## Extrait du document
Zo, le poète du fleuve
Avec la fin de l’hiver, arrivent les crues et les débâcles.
Avec la fin de l’hiver, arrivent les crues et les débâcles. Et les eaux printanières des rivières charrient les débris de bois, les troncs d’arbres arrachés au passage, jusqu’au fleuve. Au gré des courants, les bois lavés et polis par l’eau et les intempéries voyagent jusqu’à l’embouchure du fleuve... puis les berges accueillantes, au hasard des vagues, recueillent ces bois de grève.
Un homme, Zo, chaque printemps, au moment des grandes marées, part en quête de ces pièces de bois, qui arrivent comme de véritables cadeaux du ciel pour lui. Il habite Grosses-Roches, en Gaspésie, et il est sculpteur de bois de grève. Nous avons rencontré l’artiste, Daniel Desaulniers de son vrai nom, et nous lui avons posé, intrigués, quelques questions sur son travail de création...
Sdf.info – Bonjour Zo. Si tu avais à te présenter, comment te décrirais-tu?
Zo – Comme un poète du fleuve. Je suis quelqu’un qui travaille avec le fleuve, qui le fait parler. L’idée que j’avais au départ était de donner vie à cette dimension de la plage, un peu oubliée, qui est vraiment une ressource naturelle incroyable. C’est ce qui m’a amené en Gaspésie. [...] Je travaillais dans un milieu artistique, dans le domaine de la musique surtout. L’âge avançant un peu, ça devenait épuisant, et je cherchais autre chose. En me promenant ici sur les plages, ça a été un coup de foudre de trouver ces bois, assez pour décider de déménager. J’ai tout vendu ce que j’avais à Shawinigan, et j’ai acheté une maison ici. Maintenant, ça fait 4 ans que je suis installé à Grosses-Roches.
Sdf.info – Toute une aventure! Tu as vécu une sorte d’appel du bois...

## Données fournies
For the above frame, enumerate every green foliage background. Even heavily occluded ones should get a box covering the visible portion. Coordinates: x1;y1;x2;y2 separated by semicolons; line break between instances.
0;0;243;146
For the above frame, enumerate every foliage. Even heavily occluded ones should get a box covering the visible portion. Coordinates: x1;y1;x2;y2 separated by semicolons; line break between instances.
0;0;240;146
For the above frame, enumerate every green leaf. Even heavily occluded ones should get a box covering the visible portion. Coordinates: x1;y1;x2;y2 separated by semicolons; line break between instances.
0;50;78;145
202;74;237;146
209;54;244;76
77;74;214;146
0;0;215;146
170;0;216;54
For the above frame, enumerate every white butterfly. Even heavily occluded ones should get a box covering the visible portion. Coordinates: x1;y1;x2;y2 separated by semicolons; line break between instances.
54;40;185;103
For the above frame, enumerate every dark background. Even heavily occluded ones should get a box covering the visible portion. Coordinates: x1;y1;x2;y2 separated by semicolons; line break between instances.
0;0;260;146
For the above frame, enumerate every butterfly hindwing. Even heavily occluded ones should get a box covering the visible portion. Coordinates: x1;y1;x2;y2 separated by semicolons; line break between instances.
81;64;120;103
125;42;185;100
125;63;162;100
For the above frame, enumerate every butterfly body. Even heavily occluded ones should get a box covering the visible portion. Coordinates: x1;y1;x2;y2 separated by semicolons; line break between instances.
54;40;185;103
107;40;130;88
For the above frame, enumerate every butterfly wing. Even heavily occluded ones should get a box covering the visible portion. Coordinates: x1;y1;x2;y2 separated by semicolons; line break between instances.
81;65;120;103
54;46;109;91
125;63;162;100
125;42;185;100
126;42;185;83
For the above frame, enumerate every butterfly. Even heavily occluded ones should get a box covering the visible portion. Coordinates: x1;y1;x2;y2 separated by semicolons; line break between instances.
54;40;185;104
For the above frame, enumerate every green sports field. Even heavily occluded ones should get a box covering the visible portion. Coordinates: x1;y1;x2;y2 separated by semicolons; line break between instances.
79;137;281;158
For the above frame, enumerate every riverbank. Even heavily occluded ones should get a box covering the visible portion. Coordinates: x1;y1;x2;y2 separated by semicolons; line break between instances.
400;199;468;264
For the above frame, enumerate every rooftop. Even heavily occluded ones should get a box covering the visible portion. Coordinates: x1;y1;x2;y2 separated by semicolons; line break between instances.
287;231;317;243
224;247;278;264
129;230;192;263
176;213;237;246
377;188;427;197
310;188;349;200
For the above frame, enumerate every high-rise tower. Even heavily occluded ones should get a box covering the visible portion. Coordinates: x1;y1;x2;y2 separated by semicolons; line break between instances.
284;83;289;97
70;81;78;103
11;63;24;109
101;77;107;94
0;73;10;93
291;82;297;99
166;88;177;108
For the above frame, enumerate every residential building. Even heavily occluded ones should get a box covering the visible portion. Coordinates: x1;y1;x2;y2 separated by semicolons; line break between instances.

## Consignes
a - Selon l'entretien avec Zo, dans quelle localité de Gaspésie le sculpteur est-il installé ?
b - Poursuivez l'entretien avec Zo à partir de sa dernière ligne.
Les enregistrements constituent un matériel indépendant de l'entretien avec Zo.

## Résultats attendus
a - À Grosses-Roches.

b -
Zo – Absolument, ça a été un engouement. Au départ, j’aurais cru gagner mes sous d’abord en peignant, et en sculptant les bois pour le plaisir. Mais j’ai eu une belle demande pour les pièces que j’ai sculptées. Les gens de la région ont trouvé ça intéressant. Ils s’identifient beaucoup à ces bois-là. Ils en mettent spontanément dans leur cour, sans même qu’ils soient sculptés. Ils reconnaissent déjà ces bois de grève comme des œuvres d’art. C’est ce qui est intéressant pour moi. [...] D’ailleurs, les deux premières expositions que j’ai faites, je les ai appelées « La recherche du langage », parce que ça se situait sur ce plan-là : mettre un langage en commun entre moi, ce bois-là, puis le public. Je voulais aussi mettre de l’avant l’idée que le fleuve et la terre parlent.
Sdf.info – Dans ton atelier, comment procèdes-tu? Sur ton site Web, tu dis que tu parles avec le bois.
Zo – Le bois a plein d’histoires à raconter, banales, complexes ou très simples. [...] Il s’agit justement de discuter avec ce bois-là, de le placer là, de le regarder sous tous ces angles. Il y a certains bois qui recèlent plusieurs histoires. Il faut choisir. À cause de l’aspect plastique, je ne peux pas tout faire. Il faut que je choisisse ce qui va être beau à l’œil. C’est le bois qui parle, qui discute. Je suis les mains. Et le bois me conte des choses. Il ne vous conterait sûrement pas la même chose.
Sdf.info – Que t’apporte cette démarche, côtés personnel, humain et artistique?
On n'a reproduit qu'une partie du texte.